> **Kutipan Dokumen**
····················

Nusantara7.com, Surabaya – Dinas Pemberdayaan Perempuan dan Perlindungan Anak serta Pengendalian Penduduk dan Keluarga Berencana Kota Surabaya menyebutkan timbulnya kasus kekerasan terhadap anak salah satunya karena penggunaan media sosial yang tidak sehat.
“Itu yang anak-anak sekarang tidak menggunakan gadget dengan sehat. Sebetulnya memang untuk tugas-tugas sekolah iya. Tapi untuk yang lainnya, mereka menggunakannya masih salah,” kata Kepala Dinas Pemberdayaan Perempuan dan Perlindungan Anak serta Pengendalian Penduduk dan Keluarga Berencana (DP3A-P2KB) Kota Surabaya Ida Widayati dalam keterangan tertulisnya di Surabaya, Jumat.
Ida mencontohkan, kasus kekerasan terhadap anak bisa saja terjadi berawal dari perkenalan remaja melalui media sosial (medsos).
Data DP3A-P2KB mencatat, sejak bulan Januari – April 2023, kekerasan yang melibatkan anak di Surabaya mencapai 30-an kasus.
Meski demikian, kata dia, pihaknya menyatakan, selama ini terus intens untuk mencegah kasus kekerasan terhadap anak.
Upaya itu dilakukan dengan cara sosialisasi dinamika remaja dalam penggunaan medsos yang sehat ke sekolah hingga Pondok Pesantren.
“Itu disampaikan bagaimana menggunakan internet yang sehat, bagaimana ilmu tentang reproduksi,” katanya.
Tak hanya itu, Ida menyebut, upaya pencegahan kasus terhadap anak juga dilakukannya melalui sosialisasi yang diselenggarakan Pusat Pembelajaran Keluarga (Puspaga) di sejumlah Balai RW Kota Surabaya.

····················

> **Data**
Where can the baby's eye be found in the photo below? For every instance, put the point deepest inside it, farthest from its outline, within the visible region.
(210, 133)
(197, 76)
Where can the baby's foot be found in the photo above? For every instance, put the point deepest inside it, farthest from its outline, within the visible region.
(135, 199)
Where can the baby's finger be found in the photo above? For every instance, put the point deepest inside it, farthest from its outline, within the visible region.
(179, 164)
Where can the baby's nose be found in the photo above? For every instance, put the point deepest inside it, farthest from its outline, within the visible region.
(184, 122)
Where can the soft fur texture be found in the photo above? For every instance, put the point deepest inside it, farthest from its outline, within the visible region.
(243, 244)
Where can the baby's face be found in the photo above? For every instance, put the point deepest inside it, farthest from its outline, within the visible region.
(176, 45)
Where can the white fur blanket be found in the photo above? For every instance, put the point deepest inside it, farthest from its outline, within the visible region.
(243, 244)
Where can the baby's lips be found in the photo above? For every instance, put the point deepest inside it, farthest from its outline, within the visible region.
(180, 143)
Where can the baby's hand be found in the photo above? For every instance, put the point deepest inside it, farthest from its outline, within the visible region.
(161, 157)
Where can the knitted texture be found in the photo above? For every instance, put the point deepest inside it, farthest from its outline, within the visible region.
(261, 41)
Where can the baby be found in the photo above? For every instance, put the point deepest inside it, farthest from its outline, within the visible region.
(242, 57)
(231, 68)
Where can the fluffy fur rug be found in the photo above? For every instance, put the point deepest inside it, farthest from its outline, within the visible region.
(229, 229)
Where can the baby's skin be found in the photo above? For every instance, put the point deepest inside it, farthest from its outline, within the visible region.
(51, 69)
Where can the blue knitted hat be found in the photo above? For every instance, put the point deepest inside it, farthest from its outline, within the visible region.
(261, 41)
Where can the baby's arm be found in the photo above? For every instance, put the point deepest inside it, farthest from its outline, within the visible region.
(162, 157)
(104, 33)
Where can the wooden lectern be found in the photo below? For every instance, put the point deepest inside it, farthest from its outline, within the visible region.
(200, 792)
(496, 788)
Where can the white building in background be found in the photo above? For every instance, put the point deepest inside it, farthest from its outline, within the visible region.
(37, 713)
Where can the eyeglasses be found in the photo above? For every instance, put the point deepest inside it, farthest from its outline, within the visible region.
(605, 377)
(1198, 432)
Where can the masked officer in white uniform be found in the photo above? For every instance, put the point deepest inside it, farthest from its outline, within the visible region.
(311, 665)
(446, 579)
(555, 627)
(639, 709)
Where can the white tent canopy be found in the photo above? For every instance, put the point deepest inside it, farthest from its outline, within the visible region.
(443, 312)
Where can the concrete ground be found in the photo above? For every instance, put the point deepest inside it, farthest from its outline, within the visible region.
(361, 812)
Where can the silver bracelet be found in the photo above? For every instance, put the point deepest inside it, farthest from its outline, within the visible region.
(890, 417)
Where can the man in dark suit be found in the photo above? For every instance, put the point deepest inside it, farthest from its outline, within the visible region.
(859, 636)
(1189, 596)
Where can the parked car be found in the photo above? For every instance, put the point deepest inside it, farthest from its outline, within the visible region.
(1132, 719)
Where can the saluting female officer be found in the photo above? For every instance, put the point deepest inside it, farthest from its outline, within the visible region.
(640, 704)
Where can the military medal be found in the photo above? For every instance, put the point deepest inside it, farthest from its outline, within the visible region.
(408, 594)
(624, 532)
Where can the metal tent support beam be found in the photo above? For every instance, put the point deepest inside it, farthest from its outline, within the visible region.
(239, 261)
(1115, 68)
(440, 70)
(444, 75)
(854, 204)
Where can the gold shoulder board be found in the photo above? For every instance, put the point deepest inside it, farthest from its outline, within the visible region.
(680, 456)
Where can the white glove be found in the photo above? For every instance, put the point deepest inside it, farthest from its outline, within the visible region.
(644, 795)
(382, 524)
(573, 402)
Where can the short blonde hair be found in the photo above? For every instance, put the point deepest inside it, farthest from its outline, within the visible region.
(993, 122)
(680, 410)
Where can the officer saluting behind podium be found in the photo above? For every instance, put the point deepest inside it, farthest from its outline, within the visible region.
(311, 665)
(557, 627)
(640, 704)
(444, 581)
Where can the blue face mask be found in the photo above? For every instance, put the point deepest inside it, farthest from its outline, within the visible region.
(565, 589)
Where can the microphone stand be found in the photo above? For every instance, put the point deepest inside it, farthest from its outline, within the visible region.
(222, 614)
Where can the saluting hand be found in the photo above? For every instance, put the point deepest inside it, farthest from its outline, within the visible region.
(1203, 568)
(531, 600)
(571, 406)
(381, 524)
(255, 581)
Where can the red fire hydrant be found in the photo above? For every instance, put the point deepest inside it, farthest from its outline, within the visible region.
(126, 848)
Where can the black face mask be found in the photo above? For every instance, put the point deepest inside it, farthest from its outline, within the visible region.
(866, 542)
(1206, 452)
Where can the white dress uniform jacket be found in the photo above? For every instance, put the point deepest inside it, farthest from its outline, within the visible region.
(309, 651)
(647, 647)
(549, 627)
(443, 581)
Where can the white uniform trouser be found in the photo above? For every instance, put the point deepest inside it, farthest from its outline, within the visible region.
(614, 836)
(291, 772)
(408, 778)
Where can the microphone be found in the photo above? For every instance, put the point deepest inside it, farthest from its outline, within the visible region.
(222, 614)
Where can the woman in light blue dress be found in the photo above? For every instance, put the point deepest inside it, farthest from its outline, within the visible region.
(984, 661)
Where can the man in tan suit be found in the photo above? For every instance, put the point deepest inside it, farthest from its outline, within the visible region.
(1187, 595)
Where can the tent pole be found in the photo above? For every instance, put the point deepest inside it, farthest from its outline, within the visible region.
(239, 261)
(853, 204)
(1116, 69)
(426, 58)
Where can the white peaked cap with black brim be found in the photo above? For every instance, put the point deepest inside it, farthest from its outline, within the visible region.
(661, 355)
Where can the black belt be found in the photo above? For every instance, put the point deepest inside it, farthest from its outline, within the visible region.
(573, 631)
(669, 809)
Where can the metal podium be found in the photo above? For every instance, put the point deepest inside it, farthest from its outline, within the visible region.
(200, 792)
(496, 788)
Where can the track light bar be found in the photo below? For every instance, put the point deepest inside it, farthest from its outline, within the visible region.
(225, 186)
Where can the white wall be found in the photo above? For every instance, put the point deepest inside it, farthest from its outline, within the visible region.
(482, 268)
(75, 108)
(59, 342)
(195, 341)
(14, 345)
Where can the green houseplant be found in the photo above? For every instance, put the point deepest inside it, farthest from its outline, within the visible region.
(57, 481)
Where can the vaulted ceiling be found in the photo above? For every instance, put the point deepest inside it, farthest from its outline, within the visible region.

····················

> **Tugas Latihan**
**1)** Menurut kutipan tentang kekerasan terhadap anak di Surabaya, berapa jumlah kasus kekerasan yang melibatkan anak di Surabaya sejak bulan Januari hingga April 2023?
**2)** Lanjutkan kutipan tentang kekerasan terhadap anak di Surabaya, dimulai sesudah kalimat terakhirnya.
Baris-baris data tidak diperlukan dalam latihan ini.

> **Jawaban Tugas**
**1)** Jumlahnya mencapai 30-an kasus.

**2)**
Di sana, lanjut dia, petugas tidak hanya menerima konseling tapi juga memberikan sosialisasi bagaimana menerapkan pola asuh orang tua terhadap anak atau parenting.
“Itu sudah jalan. Ini kami juga dibantu mahasiswa jurusan psikologi, mereka kan bisa menerima konseling di awal. Tapi nanti ketika kasusnya parah, tetap dirujuk ke Puspaga di Siola,” ujarnya.
Wali Kota Surabaya Eri Cahyadi sebelumnya menilai jumlah kasus yang libatkan anak di Kota Pahlawan masih dalam kategori wajar sehingga tidak bisa digeneralisasi dengan jumlah anak di kota setempat.
“Dalam data Unit Perlindungan Anak masih kategori wajar dan itu jumlahnya sedikit. Jadi tidak bisa ketika ada kejadian satu, dua, ‘menggebyah uyah’ (digeneralisasi) dengan jumlah anak di Surabaya,” katanya.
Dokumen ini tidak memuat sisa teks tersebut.